* Provided passage
◆ ◆ ◆ ◆

Ned Doheny had a life of privilege from the start, very different from Plunkett’s. From the storybook frontier uncertainty of his own father’s, Ned grew up rich in Los Angeles, attending a private Catholic school, then Stanford University and USC law school. On graduation from USC in 1916 he joined Doheny Sr.’s oil business as a partner and became a multimillionaire instantly. Probate would value his personal estate at $12.5 million. In WWI he served as a lieutenant on a Navy cruiser and later behind a desk in Washington. In Los Angeles he was a member of the University Club, the Los Angeles Athletic Club, the Los Angeles Country Club. He had given handsome endowments to USC and sat as a university trustee; he was a part of the city’s aristocratic furniture—friendly, though spoiled and with flashes of his father’s temper.

◆ ◆ ◆ ◆

* Supplied records
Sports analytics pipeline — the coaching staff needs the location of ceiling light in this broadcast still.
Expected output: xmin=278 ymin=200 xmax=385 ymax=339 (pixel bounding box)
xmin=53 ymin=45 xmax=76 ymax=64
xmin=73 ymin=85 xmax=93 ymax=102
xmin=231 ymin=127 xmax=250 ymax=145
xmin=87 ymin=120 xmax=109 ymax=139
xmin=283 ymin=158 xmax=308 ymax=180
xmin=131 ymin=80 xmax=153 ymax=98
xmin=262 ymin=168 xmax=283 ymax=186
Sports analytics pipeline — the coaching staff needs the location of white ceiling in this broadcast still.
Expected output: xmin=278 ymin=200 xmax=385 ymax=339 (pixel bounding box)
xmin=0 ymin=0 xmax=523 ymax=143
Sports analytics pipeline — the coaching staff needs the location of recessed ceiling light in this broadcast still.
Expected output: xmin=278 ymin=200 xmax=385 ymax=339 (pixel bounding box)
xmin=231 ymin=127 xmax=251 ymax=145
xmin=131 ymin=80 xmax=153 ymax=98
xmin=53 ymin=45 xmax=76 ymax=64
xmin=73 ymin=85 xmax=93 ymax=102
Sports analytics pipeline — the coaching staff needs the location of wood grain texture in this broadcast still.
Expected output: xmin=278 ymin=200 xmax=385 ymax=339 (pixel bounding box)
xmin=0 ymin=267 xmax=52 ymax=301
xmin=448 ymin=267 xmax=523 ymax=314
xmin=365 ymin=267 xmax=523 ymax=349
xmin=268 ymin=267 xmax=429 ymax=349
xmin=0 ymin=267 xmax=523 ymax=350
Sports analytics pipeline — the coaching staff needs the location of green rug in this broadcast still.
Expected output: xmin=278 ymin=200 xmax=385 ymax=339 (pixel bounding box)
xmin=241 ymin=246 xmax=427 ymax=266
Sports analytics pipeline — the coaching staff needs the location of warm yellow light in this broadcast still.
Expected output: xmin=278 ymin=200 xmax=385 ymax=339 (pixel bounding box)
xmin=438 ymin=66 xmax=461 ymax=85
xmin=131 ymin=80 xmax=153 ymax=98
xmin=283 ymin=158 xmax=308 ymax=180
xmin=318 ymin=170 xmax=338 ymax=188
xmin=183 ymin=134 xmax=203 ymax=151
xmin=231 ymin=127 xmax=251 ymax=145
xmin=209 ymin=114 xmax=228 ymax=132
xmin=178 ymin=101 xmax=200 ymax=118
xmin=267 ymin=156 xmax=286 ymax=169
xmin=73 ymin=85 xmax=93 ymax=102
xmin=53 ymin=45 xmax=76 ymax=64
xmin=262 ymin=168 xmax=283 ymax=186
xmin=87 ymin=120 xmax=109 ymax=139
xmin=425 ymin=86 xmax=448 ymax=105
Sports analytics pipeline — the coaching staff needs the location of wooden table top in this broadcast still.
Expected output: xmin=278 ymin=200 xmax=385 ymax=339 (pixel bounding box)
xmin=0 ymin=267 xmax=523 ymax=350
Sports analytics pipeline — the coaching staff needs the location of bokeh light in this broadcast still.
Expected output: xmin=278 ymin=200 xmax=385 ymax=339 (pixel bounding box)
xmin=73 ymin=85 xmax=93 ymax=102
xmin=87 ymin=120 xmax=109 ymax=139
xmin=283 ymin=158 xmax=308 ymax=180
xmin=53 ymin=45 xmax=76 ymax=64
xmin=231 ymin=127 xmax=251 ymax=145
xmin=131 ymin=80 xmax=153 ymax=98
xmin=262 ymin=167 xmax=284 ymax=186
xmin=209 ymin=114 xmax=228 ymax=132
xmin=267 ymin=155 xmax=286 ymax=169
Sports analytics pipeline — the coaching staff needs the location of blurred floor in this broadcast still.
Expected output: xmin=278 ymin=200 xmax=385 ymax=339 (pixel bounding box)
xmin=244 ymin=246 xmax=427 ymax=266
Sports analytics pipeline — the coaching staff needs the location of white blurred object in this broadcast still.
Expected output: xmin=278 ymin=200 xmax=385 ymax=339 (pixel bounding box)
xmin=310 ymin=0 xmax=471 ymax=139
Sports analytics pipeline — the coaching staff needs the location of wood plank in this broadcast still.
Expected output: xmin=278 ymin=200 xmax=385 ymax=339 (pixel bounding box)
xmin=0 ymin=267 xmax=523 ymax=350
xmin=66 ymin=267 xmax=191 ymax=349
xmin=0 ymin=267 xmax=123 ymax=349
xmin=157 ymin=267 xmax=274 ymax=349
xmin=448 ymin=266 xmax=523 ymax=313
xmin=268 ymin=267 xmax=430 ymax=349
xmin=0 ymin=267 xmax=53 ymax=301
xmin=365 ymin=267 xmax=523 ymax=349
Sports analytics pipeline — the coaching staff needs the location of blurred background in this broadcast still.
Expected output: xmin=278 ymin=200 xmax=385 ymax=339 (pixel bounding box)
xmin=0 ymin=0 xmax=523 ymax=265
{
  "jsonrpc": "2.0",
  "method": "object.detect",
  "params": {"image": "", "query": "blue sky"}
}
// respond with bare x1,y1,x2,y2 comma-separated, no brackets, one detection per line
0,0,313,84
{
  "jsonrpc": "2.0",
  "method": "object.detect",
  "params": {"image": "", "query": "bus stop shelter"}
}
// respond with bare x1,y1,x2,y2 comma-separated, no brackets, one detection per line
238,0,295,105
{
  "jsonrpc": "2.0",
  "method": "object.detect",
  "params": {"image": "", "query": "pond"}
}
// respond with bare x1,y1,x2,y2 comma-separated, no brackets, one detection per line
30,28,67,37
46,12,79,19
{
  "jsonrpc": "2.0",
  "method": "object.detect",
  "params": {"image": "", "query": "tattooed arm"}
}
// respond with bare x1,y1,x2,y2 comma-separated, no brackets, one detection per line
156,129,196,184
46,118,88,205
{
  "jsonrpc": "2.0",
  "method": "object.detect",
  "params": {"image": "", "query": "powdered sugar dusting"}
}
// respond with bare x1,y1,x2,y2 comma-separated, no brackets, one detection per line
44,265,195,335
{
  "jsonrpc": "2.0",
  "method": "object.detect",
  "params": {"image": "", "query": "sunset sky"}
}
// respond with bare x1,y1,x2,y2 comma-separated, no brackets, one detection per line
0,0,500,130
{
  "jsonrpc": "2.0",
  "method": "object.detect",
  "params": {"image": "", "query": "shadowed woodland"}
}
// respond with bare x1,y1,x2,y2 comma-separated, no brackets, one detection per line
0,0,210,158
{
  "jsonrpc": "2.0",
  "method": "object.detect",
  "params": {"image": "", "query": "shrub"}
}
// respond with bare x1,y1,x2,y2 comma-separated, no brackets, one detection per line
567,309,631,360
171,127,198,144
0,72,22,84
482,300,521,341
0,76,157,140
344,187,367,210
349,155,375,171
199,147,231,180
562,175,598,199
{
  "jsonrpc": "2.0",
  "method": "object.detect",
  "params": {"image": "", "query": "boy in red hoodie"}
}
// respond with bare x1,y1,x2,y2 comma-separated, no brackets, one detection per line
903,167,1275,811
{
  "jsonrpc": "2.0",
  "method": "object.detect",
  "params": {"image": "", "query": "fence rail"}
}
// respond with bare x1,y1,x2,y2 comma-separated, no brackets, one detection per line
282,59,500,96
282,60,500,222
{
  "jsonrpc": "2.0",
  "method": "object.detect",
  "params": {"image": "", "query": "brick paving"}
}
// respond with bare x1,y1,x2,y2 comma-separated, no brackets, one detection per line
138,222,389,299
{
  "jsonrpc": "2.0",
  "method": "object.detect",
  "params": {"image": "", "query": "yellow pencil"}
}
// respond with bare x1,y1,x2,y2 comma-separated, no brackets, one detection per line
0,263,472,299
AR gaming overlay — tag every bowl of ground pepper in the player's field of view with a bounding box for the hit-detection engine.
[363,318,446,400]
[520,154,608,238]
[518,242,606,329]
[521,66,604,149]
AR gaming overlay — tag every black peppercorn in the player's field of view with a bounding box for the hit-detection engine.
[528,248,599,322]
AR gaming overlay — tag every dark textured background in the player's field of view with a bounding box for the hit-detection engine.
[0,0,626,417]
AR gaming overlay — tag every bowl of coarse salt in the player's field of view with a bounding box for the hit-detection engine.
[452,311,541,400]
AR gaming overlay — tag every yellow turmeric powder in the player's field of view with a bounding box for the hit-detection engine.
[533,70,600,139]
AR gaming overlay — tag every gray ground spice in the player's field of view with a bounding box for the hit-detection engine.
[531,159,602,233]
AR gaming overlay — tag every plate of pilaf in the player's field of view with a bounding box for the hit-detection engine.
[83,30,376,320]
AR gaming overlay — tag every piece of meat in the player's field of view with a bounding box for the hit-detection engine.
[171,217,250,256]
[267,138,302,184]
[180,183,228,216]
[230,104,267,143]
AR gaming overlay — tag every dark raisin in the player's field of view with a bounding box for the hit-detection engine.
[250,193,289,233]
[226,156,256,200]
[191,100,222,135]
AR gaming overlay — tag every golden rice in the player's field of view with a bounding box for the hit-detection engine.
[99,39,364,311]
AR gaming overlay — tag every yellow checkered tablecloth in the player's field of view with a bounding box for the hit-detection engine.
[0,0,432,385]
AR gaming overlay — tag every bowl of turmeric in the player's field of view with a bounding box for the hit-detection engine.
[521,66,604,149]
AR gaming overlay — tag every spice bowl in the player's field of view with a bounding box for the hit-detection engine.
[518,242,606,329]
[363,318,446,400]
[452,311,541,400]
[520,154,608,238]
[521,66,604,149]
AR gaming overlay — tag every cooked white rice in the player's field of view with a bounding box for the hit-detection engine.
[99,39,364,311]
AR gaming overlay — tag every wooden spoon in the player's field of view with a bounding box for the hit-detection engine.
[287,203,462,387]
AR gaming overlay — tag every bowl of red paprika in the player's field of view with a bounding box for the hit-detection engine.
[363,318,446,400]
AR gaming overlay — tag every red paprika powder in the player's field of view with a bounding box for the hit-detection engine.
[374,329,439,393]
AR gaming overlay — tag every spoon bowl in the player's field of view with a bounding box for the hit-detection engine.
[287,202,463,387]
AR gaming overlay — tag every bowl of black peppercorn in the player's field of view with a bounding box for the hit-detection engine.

◆ ◆ ◆ ◆

* Task objective
Copy the passage about Ned Doheny between "Ned Doheny had" and "his father’s temper.", inclusive, swapping "lieutenant" for "ensign". The rows are not needed for this.

* Output for this exercise
Ned Doheny had a life of privilege from the start, very different from Plunkett’s. From the storybook frontier uncertainty of his own father’s, Ned grew up rich in Los Angeles, attending a private Catholic school, then Stanford University and USC law school. On graduation from USC in 1916 he joined Doheny Sr.’s oil business as a partner and became a multimillionaire instantly. Probate would value his personal estate at $12.5 million. In WWI he served as a ensign on a Navy cruiser and later behind a desk in Washington. In Los Angeles he was a member of the University Club, the Los Angeles Athletic Club, the Los Angeles Country Club. He had given handsome endowments to USC and sat as a university trustee; he was a part of the city’s aristocratic furniture—friendly, though spoiled and with flashes of his father’s temper.